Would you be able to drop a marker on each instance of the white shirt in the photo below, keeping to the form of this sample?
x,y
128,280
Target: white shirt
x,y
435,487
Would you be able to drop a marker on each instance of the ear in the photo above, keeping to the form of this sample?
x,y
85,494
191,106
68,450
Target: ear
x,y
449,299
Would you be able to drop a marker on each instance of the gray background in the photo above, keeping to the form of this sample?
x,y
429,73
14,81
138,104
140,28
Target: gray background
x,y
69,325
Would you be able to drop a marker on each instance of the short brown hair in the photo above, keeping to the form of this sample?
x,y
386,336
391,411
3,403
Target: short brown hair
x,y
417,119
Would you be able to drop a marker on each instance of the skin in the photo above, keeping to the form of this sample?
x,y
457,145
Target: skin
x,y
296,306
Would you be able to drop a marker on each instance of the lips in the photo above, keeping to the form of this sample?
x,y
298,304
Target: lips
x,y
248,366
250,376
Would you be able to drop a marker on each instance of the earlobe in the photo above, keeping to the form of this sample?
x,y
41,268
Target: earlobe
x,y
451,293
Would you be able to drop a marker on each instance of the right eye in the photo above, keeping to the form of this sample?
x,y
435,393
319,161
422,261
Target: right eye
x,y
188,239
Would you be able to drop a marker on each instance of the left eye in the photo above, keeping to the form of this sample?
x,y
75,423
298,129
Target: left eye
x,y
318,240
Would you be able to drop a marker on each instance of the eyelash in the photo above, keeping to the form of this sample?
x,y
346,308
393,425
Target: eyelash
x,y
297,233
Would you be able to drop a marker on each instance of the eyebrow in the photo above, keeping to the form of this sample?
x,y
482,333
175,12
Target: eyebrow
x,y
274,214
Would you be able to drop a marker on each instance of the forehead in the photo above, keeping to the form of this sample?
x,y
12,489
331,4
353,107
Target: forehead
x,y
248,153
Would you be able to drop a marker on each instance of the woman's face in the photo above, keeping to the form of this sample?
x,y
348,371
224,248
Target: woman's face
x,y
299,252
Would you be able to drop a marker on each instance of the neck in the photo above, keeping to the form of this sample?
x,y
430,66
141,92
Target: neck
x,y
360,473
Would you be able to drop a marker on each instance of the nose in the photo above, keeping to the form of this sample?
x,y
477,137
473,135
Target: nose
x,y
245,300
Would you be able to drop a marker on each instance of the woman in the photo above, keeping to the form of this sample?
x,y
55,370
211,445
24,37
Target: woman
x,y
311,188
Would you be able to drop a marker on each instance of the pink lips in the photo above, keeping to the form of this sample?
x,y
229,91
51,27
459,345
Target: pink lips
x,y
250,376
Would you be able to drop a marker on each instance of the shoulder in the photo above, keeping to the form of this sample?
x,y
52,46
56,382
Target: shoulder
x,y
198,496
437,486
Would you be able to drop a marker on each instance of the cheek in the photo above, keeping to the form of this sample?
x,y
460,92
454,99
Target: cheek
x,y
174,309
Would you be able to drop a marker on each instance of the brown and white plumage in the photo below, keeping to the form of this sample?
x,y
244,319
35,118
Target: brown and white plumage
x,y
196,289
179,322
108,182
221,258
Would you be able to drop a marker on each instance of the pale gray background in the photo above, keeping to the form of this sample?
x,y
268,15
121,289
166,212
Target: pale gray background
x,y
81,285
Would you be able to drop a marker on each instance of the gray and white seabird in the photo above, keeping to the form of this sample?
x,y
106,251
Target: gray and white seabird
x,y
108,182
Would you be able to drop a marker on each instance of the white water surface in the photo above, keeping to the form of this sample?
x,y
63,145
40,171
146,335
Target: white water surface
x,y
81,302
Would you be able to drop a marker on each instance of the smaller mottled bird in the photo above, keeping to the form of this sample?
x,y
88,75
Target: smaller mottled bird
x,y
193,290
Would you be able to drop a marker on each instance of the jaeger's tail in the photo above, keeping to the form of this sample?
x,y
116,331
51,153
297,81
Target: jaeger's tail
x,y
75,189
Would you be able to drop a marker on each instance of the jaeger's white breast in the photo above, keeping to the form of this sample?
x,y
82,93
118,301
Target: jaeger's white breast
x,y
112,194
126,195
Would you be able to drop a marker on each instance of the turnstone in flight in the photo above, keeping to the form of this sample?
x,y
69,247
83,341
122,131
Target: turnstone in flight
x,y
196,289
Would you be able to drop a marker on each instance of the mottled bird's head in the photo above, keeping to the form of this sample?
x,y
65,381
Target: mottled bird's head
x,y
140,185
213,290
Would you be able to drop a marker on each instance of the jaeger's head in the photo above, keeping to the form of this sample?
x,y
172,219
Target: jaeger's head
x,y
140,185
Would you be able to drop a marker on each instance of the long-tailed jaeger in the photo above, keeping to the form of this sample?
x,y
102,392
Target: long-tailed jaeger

What needs to be done >> Everything from the line that contains "the gray and" through the end of the records must be duplicated exactly, and nothing outside that range.

Exercise solution >>
Would you be able to drop a marker on each instance of the gray and white seabird in the photo above, keeping to the form of this sample?
x,y
106,251
Target: gray and white seabird
x,y
108,182
Would you be able to drop a marker on each instance of the white water surface in the photo above, keeping to the form of this sample?
x,y
63,145
40,171
146,335
Target: white water surface
x,y
81,302
Would you be able to drop a marker on each instance of the smaller mottled bird in the photo above, keeping to the form of this sample?
x,y
88,75
Target: smaller mottled bird
x,y
193,290
Would you be able to drop a marker on each instance of the jaeger's tail in the photo above, keeping to the form of this sample?
x,y
116,331
51,153
297,81
Target: jaeger's tail
x,y
75,189
Would you be able to drop a marker on each instance of the jaeger's white breast in the photo above, keeping to the form of this sample?
x,y
82,93
118,301
Target: jaeger's white breast
x,y
112,194
126,195
Would you be able to drop a marker on each instance of the turnstone in flight in the photo above, keeping to the form of this sample?
x,y
69,247
83,341
122,131
Target: turnstone in flight
x,y
196,289
Would you be able to drop a marker on each instance of the mottled bird's head in the photo above, keeping to the form of this sample?
x,y
65,381
Target: mottled bird's head
x,y
140,185
213,290
Would you be able to drop a marker on each instance of the jaeger's head in the photo above, keeping to the form of this sample?
x,y
172,219
Target: jaeger's head
x,y
140,185
Would you be able to drop a marker on each instance of the long-tailed jaeger in the photo above, keeping to the form of this sample?
x,y
102,392
Target: long-tailed jaeger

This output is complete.